(Records excerpted from a collection)
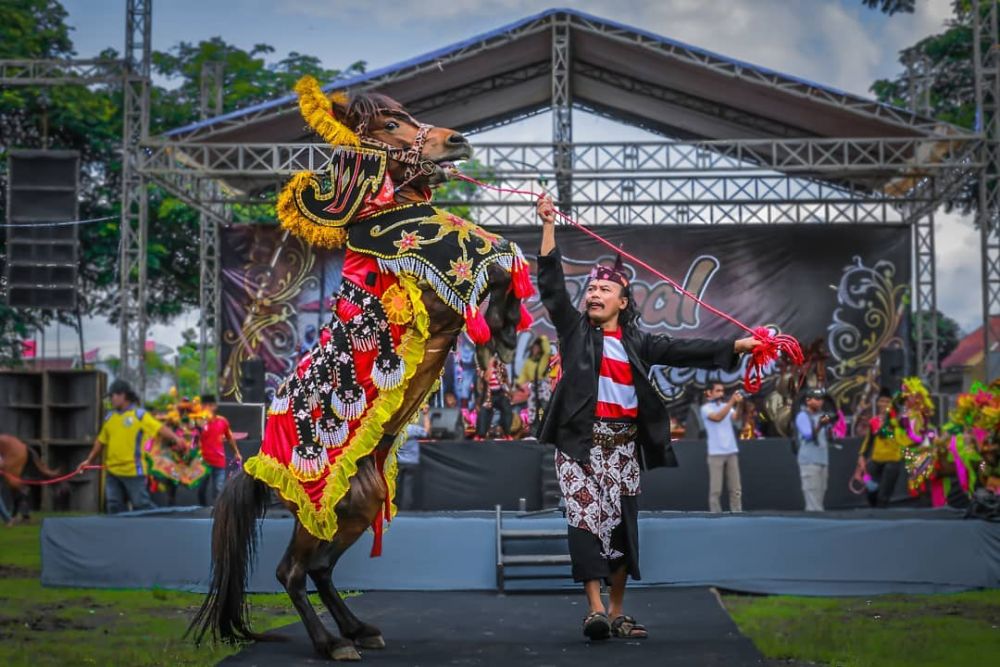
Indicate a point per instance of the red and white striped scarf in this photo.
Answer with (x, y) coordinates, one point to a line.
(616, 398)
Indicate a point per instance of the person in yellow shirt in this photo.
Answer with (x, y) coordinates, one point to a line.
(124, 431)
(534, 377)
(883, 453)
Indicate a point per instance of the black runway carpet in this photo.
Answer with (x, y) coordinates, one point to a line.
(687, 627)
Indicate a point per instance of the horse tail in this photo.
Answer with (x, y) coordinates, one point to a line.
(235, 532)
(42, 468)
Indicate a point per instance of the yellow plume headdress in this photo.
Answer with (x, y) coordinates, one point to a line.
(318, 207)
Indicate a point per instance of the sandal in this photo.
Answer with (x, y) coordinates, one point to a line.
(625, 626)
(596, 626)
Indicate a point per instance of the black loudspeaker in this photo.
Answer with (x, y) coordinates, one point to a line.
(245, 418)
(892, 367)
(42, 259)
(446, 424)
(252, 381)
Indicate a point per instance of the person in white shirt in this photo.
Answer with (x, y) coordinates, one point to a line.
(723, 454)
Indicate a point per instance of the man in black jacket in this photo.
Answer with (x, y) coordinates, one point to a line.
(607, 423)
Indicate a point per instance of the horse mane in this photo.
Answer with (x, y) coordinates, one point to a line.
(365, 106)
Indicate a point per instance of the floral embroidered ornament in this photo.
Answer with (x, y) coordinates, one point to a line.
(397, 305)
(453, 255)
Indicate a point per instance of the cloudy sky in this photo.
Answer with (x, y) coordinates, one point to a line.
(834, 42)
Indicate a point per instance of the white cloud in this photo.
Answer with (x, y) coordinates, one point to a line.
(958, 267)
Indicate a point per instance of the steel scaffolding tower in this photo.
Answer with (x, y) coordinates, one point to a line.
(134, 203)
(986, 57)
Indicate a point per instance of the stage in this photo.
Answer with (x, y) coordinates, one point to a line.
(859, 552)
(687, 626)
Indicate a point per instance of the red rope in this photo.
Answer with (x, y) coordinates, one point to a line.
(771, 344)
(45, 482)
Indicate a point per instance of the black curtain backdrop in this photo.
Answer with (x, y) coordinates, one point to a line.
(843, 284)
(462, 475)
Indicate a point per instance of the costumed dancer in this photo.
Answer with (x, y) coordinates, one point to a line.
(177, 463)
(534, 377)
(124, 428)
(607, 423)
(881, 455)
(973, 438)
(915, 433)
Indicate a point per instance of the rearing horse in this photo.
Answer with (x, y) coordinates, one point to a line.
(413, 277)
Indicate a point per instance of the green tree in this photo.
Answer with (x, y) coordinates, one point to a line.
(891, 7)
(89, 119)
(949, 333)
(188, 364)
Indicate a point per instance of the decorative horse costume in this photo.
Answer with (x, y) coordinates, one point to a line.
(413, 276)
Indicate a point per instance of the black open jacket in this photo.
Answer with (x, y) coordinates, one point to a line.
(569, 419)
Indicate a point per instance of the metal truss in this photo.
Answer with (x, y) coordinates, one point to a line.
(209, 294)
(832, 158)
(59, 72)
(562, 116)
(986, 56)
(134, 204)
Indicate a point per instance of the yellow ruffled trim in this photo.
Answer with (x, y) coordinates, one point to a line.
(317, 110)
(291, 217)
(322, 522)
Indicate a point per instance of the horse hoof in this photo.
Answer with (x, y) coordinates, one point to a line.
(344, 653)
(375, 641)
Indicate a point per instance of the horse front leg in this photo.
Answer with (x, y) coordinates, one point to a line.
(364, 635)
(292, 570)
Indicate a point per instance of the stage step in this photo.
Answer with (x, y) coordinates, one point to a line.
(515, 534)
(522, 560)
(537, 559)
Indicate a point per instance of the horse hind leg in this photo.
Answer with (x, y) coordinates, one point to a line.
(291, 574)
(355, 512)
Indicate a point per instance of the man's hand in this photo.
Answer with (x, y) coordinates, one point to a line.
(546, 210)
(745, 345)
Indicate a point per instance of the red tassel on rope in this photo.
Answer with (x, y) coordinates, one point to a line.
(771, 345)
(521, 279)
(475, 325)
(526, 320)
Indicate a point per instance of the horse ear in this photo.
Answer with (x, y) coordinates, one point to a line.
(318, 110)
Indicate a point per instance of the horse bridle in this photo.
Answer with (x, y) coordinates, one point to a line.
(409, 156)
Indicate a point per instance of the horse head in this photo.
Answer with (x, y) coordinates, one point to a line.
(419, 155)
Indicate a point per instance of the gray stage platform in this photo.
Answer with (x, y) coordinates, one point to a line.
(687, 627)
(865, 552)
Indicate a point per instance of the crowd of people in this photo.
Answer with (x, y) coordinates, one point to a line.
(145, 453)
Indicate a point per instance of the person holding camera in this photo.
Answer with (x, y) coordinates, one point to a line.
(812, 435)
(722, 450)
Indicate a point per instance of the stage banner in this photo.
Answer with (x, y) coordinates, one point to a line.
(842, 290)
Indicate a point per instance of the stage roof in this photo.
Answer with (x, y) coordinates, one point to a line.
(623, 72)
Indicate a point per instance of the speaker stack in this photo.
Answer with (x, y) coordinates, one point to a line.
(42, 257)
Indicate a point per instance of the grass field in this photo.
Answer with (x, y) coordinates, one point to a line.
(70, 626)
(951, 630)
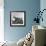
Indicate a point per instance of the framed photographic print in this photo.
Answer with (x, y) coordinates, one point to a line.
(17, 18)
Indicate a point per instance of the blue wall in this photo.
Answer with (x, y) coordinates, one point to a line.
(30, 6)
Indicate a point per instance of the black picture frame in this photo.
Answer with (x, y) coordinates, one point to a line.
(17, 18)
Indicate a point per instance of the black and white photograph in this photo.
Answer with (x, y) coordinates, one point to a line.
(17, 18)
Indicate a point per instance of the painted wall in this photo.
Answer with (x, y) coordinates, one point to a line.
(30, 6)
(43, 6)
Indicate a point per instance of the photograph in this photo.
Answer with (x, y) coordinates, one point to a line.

**WHAT THE EXERCISE ASKS:**
Every line above should be repeated exactly; pictures stay out of the copy.

**FINISHED EXERCISE:**
Indicate a point per instance of the red and white striped scarf in this photo.
Answer with (x, y) coordinates, one point to a line.
(616, 398)
Indicate a point per instance of the person in yellow shirt in this photo.
Answer with (x, y) coordinates, one point to a line.
(124, 431)
(534, 377)
(883, 453)
Indicate a point per instance of the black runway carpet in this photo.
Answer with (x, y) coordinates, one point to a line.
(687, 627)
Indicate a point per instance of the horse tail in this photo.
Answer with (x, y) coordinates, one point to a line.
(235, 532)
(42, 468)
Indicate a point per instance of the yellow plume headdress in this photo.
Answer with (x, y) coordinates, one point to a line.
(318, 207)
Indicate a point per instance of the sandal in this photo.
Answer with (x, y) coordinates, one point to a line.
(625, 626)
(596, 626)
Indicate a point per instance of the black loudspeaker in this photo.
Answer with (x, y) coordinates, one point to a line.
(245, 418)
(892, 367)
(42, 259)
(446, 424)
(252, 381)
Indicate a point per instance of the person in white shirt in this photo.
Answer with (x, y) coordinates, one point to a line.
(723, 454)
Indicate a point per instance of the man in black jacket in this photo.
Answer with (x, y) coordinates, one point to a line.
(607, 423)
Indicate a point per instance of the horse mane in this photo.
Answer with (x, y) coordinates, one point to a line.
(365, 106)
Indicate a point per instance of the floral embroidered ornament in this photo.
Answer with (x, y) coordinates, one point to a line.
(397, 305)
(453, 255)
Indicate a point per instance of the cloudy sky in this photo.
Answer with (x, y) coordinates, one point to a line.
(834, 42)
Indicate a point per instance of the white cloud in this photo.
Answer with (x, y) coordinates, one point to a line.
(958, 267)
Indicate a point per instance of the steel scaffolding tower in this photo.
Answer with (x, y) coordinates, one point to a line.
(134, 203)
(986, 57)
Indicate a point per instance of the stage in this photo.
Answer with (x, y) coordinates, one point to a line.
(859, 552)
(687, 626)
Indicate a point per instance of the red rope in this photo.
Answer with (x, y) coordinates, one point to a line.
(771, 344)
(45, 482)
Indicate a point per instance of the black curtain backdrop in this photo.
Answer with (x, y) coordinates, one point to a line.
(843, 284)
(462, 475)
Indicate a point per instance of the costumed dancer in this photo.
Answer with (x, y) coordinates, one point to a line.
(177, 463)
(534, 377)
(124, 428)
(607, 423)
(881, 455)
(973, 438)
(915, 433)
Indicate a point per instance of the rearing horse in this photo.
Answer with (x, y) coordinates, one point to a line.
(413, 277)
Indicate a point per instance of the green tree in this photo.
Answer with (x, y) coordinates, one point to a line.
(891, 7)
(89, 119)
(949, 333)
(188, 364)
Indicate a point per instance of the decorative horse costume in this photo.
Answer with (x, y) coordinates, one point to a line.
(413, 276)
Indicate a point per instance of the black open jacket in this photo.
Answer with (x, y) coordinates, one point to a line.
(569, 419)
Indicate a point per instance of the metal truss in this photo.
Answer with (x, y) coordinates, one point to a line.
(209, 294)
(832, 158)
(59, 72)
(562, 116)
(986, 56)
(134, 204)
Indicate a point per instance of the yellow ruffled trim in this photo.
Answer with (x, y) coordinates, one point to a line.
(317, 110)
(291, 217)
(322, 522)
Indicate a point per instance of the horse hoof in this photo.
Answer with (x, y) coordinates, one point to a line.
(344, 653)
(375, 641)
Indicate a point per instance of the horse front leg in this photo.
Answer with (x, y) coordinates, one point to a line.
(364, 635)
(292, 570)
Indicate a point per instance of the stage step in this photo.
Answer with (x, y) coordinates, one point to a line.
(515, 534)
(522, 560)
(537, 559)
Indicate a point per instance of the horse hind leg in this photo.
Answer with (x, y) coordinates, one point to a line.
(291, 574)
(355, 512)
Indicate a point per instance of the man's hand in this photo.
Answer with (x, y) coordinates, one point to a line.
(546, 210)
(745, 345)
Indicate a point per instance of the red tassel on rope in this photo.
Answer with (x, y) coordinates, one point to a line.
(771, 345)
(521, 279)
(475, 325)
(526, 320)
Indicate a point per instance of the horse ear in this photo.
Answer with (x, y) coordinates, one point to a line.
(318, 110)
Indicate a point per instance of the horse bridle in this photo.
Answer with (x, y) coordinates, one point to a line.
(409, 156)
Indicate a point per instance of the horse head in this photo.
Answer with (x, y) coordinates, one point to a line.
(419, 155)
Indicate a point per instance of the gray stage platform in this photo.
Answer with (x, y) coordinates, one point to a line.
(687, 627)
(865, 552)
Indicate a point per instance of the crowd of people in this photo.
Answer with (x, y) coordinates, one point to a line.
(145, 453)
Indicate a point per instance of the person holding camera in this photo.
Answer with (x, y) coordinates, one point to a line.
(812, 435)
(722, 450)
Indicate a point per instance of the stage banner in this photo.
Answer with (x, y) coordinates, one point to a line.
(842, 290)
Indicate a point per instance of the stage roof in this photo.
Answer with (x, y) coordinates, one point to a line.
(623, 72)
Indicate a point per instance of the speaker stack in this photo.
Answer with (x, y) coordinates, one point to a line.
(42, 257)
Indicate a point per instance of the grass field in this photo.
Answer with (x, y) coordinates, one point to a line.
(70, 626)
(951, 630)
Indicate a point per instance of the framed photographic print in this photo.
Answer with (x, y) coordinates, one point to a line.
(17, 18)
Indicate a point per instance of the blue wall in this photo.
Answer with (x, y) coordinates, one point to a line.
(30, 6)
Indicate a point per instance of the black picture frame in this photo.
Answer with (x, y) coordinates, one point to a line.
(17, 18)
Indicate a point per instance of the black and white photograph in this photo.
Answer with (x, y) coordinates, one point to a line.
(17, 18)
Indicate a point per instance of the painted wall in this photo.
Answer with (x, y) coordinates, one point to a line.
(30, 6)
(43, 6)
Indicate a point per instance of the photograph in this photo.
Answer with (x, y) coordinates, one point to a line.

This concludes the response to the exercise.